■ **Work required**: Please repeat, without alteration, the line containing "<point>288,252</point>" and every line that follows it to the end of the entries below, and only those lines.

++++ Data for this exercise ++++

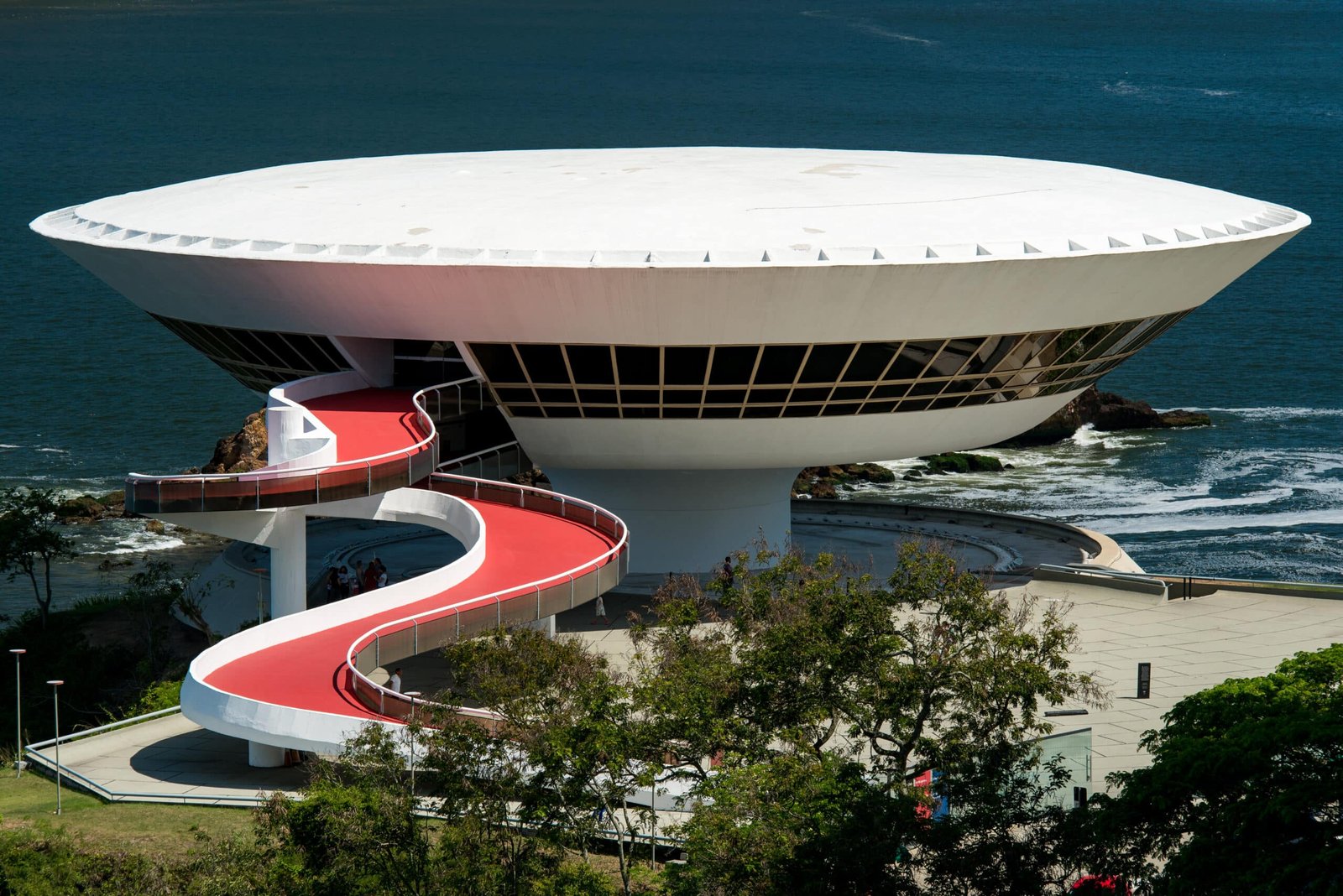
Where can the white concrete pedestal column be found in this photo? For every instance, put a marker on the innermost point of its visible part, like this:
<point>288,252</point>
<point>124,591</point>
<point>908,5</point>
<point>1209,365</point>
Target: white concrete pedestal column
<point>288,544</point>
<point>685,521</point>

++++

■ **Output below**:
<point>288,252</point>
<point>124,591</point>
<point>908,5</point>
<point>1209,365</point>
Target: white concrete pedestal column
<point>288,544</point>
<point>685,521</point>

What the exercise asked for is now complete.